▸ Aim of the task:
Edit the data below by replacing "integer pixel coordinates" with "whole-number pixel coordinates" wherever it occurs. Leave everything else unchanged.

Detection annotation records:
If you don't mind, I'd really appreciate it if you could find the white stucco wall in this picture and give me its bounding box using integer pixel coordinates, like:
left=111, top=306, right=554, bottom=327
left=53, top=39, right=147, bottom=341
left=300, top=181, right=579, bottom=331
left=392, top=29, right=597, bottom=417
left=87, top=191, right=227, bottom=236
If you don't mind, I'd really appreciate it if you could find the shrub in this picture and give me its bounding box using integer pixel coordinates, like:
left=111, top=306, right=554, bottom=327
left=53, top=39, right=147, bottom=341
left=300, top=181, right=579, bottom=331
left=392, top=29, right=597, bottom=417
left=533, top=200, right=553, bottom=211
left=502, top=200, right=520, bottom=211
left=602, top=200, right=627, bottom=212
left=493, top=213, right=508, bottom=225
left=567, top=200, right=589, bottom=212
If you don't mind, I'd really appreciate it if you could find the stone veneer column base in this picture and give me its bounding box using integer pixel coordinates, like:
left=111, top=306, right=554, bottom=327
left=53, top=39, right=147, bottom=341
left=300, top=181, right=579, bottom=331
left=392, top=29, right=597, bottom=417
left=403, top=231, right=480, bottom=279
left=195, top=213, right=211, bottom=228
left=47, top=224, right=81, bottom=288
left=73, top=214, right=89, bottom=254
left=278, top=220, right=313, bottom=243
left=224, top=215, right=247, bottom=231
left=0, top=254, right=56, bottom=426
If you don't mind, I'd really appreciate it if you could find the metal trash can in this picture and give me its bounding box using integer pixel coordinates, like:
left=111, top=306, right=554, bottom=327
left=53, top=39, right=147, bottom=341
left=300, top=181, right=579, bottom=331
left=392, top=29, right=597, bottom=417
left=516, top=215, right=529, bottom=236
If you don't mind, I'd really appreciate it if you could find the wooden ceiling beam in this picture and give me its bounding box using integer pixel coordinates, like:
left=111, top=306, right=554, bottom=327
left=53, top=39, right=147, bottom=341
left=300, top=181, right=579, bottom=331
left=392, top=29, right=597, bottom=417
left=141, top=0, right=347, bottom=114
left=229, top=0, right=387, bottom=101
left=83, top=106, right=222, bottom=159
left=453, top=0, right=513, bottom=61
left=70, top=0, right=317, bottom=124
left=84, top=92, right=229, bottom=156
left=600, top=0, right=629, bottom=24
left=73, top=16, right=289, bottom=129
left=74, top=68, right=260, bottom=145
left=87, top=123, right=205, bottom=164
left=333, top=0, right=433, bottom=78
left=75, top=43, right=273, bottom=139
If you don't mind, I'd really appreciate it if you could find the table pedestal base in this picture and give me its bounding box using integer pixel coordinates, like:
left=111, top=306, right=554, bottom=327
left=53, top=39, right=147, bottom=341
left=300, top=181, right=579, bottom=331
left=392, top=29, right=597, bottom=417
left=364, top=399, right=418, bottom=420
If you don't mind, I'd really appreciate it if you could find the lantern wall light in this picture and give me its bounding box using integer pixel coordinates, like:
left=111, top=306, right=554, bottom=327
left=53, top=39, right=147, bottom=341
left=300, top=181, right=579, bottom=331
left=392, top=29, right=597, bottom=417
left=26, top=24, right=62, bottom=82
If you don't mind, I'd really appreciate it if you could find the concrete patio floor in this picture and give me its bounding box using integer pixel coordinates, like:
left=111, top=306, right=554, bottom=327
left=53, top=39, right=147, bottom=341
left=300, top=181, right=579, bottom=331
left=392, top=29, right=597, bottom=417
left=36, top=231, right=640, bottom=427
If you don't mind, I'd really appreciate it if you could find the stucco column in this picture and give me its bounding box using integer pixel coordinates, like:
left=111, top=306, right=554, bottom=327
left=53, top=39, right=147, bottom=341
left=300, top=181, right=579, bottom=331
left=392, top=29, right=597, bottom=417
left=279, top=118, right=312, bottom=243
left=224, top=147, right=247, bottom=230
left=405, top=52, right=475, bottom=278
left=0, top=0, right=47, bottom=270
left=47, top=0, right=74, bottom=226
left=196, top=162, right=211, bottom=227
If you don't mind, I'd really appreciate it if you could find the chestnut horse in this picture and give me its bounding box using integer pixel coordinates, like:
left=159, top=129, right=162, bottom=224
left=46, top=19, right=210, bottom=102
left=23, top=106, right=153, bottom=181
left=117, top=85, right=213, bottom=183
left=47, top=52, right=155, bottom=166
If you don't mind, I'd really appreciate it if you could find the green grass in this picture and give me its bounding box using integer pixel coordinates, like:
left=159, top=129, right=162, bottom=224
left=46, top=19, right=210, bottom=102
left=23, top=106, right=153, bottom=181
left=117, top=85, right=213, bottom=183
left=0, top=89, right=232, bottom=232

▸ Task result:
If you don't mind, I'd really appreciate it if you could find the white stucco wall in this picture and give me its bounding box using whole-number pixel coordinates, like:
left=111, top=306, right=554, bottom=327
left=53, top=39, right=147, bottom=341
left=300, top=181, right=579, bottom=331
left=392, top=29, right=597, bottom=417
left=87, top=191, right=227, bottom=236
If you don't mind, I'd really appreciate it if you could find the shrub in this picture and give me its bounding box using whole-number pixel coordinates, like:
left=111, top=306, right=554, bottom=327
left=53, top=39, right=147, bottom=341
left=300, top=181, right=579, bottom=331
left=392, top=29, right=597, bottom=417
left=533, top=200, right=553, bottom=211
left=502, top=200, right=520, bottom=211
left=602, top=200, right=627, bottom=212
left=493, top=213, right=508, bottom=225
left=567, top=200, right=589, bottom=212
If you don't mind, I'd really appreciate it if you could find the stone veneer column base in this picture and give me its bounding box using whole-number pixel coordinates, like:
left=111, top=306, right=554, bottom=327
left=53, top=39, right=147, bottom=341
left=300, top=181, right=579, bottom=331
left=392, top=29, right=597, bottom=417
left=403, top=231, right=480, bottom=279
left=195, top=213, right=211, bottom=228
left=47, top=224, right=81, bottom=288
left=73, top=214, right=89, bottom=254
left=278, top=220, right=313, bottom=243
left=224, top=215, right=247, bottom=231
left=0, top=254, right=56, bottom=426
If you don't mind, I'd really appreciate it if you could find the metal trash can in this picture and give me its bounding box using whole-number pixel coordinates, like:
left=111, top=306, right=554, bottom=327
left=53, top=39, right=147, bottom=341
left=300, top=181, right=579, bottom=331
left=392, top=29, right=597, bottom=417
left=516, top=215, right=529, bottom=236
If you don't mind, I'd really appreciate it if you could find the wooden ceiling beam in this picture and give me its bounding box using whole-number pixel coordinates, like:
left=111, top=306, right=554, bottom=327
left=53, top=39, right=147, bottom=341
left=300, top=181, right=579, bottom=331
left=392, top=29, right=597, bottom=417
left=141, top=0, right=347, bottom=114
left=229, top=0, right=387, bottom=101
left=83, top=106, right=222, bottom=159
left=453, top=0, right=513, bottom=61
left=70, top=0, right=317, bottom=124
left=84, top=92, right=229, bottom=156
left=600, top=0, right=629, bottom=24
left=73, top=16, right=289, bottom=129
left=74, top=68, right=260, bottom=145
left=87, top=123, right=205, bottom=164
left=333, top=0, right=433, bottom=78
left=75, top=43, right=273, bottom=139
If you don't mind, I'd really appreciate it if you could find the table pedestal base in this picture and give me its bounding box using whole-number pixel coordinates, like:
left=111, top=306, right=554, bottom=327
left=53, top=39, right=147, bottom=341
left=300, top=181, right=579, bottom=331
left=392, top=29, right=597, bottom=417
left=364, top=399, right=418, bottom=420
If you don't mind, I'd really appreciate it if you could find the lantern wall light in this picture and give me its bounding box using whole-number pixel coordinates, like:
left=111, top=306, right=554, bottom=327
left=53, top=39, right=147, bottom=341
left=300, top=181, right=579, bottom=331
left=392, top=29, right=597, bottom=417
left=26, top=24, right=62, bottom=82
If you don't mind, I'd really appreciate it if you could find the concrete patio floor in this picture and give me its bounding box using whole-number pixel coordinates, like:
left=111, top=306, right=554, bottom=327
left=53, top=39, right=147, bottom=341
left=300, top=181, right=579, bottom=331
left=392, top=29, right=597, bottom=417
left=36, top=231, right=640, bottom=427
If you don't mind, I'd really appreciate it if you could find the stucco column in this picture and give me its bounding box using whole-number pixel coordinates, like:
left=111, top=306, right=554, bottom=327
left=53, top=39, right=147, bottom=341
left=300, top=181, right=579, bottom=331
left=392, top=29, right=597, bottom=417
left=279, top=118, right=312, bottom=243
left=224, top=147, right=247, bottom=230
left=405, top=52, right=475, bottom=278
left=0, top=0, right=47, bottom=270
left=47, top=0, right=74, bottom=226
left=196, top=162, right=211, bottom=227
If you don't mind, I'd really appreciate it if you could find the chestnut horse in this picture and give me its bounding box using whole-number pixel coordinates, like:
left=159, top=129, right=162, bottom=224
left=46, top=19, right=210, bottom=102
left=23, top=106, right=153, bottom=181
left=117, top=85, right=213, bottom=183
left=47, top=52, right=155, bottom=166
If you don't mind, I'd really appreciate it if you could find the green grass in this picture and give me its bounding box using whole-number pixel coordinates, like:
left=159, top=129, right=162, bottom=224
left=46, top=19, right=210, bottom=102
left=23, top=106, right=153, bottom=181
left=117, top=85, right=213, bottom=183
left=0, top=89, right=232, bottom=232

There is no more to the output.